(Aufgabe):
Bei welchem Verlag ist der Roman „Carter“ laut der Buchbesprechung erschienen, und wie viel kostet er?

Ally Klein ist eine Debütautorin mit unnachgiebigem poetischem Stolz. In ihrem ersten Roman „Carter“ beschreibt sie Figuren voller Eigensinn

Ally Klein: "Carter". Droschl, Graz 2018. 208 Seiten, 20 Euro

Von Elisabeth Wagner

Geisterstunde. Es ist Schlag zwölf, Mitternacht. Im Winter war sie in die Stadt gekommen, hatte lange gelesen und jetzt, da die letzte Seite ausgelesen war, fiel es ihr plötzlich auf. „Hinter der Scheibe, hinter dem dicken Glas war alles schwarz.“ Sie schnappte sich den Mantel und „stapfte nach draußen“.

Auf dem Weg in die Altstadt hört sie die Sirenen. Der Krankenwagen ist auf dem Weg zu ihrer Wohnung, zu ihrem leblosen Körper, den wiederzubeleben den Sanitätern nicht gelingen wird. Welches „Missgeschick“, welcher „furchtbare Fehler“, schießt es ihr durch den Kopf. Sie hat ihren Körper „vergessen“ und läuft, von „Scham angetrieben“, „eine Ewigkeit“ weiter. Bis zum „Wasser, schlundschwarz und still“.

So könnte es sein, oder anders. Dieser Fluss. Er könnte der Styx, der Fluss der griechischen Mythologie sein, der die Welt der Lebenden vom Reich der Toten trennt. Oder eben der Fluss einer namenlosen Universitätsstadt, an dessen Ufer eine junge Frau, neu in der Stadt, in einer Nacht im März nach einem offenen Kiosk sucht. Beides rückt Ally Klein in ihrem Debütroman „Carter“ in den Bereich des Möglichen, ja Plausiblen. Ein Zwischenraum entsteht, der geheimnisvoll leuchtet, gleich ob man ein Geist ist oder eine Lebende.

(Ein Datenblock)
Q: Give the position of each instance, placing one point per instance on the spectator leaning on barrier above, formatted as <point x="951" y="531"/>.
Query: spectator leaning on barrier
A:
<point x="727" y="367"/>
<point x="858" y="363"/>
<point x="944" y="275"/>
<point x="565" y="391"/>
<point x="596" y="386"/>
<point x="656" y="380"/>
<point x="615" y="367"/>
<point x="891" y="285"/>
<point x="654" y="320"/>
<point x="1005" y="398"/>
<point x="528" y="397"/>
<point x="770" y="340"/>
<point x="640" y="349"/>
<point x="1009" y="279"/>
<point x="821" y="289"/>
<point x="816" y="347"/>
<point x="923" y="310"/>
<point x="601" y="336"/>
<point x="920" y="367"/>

(Lösung):
Bei Droschl in Graz, für 20 Euro.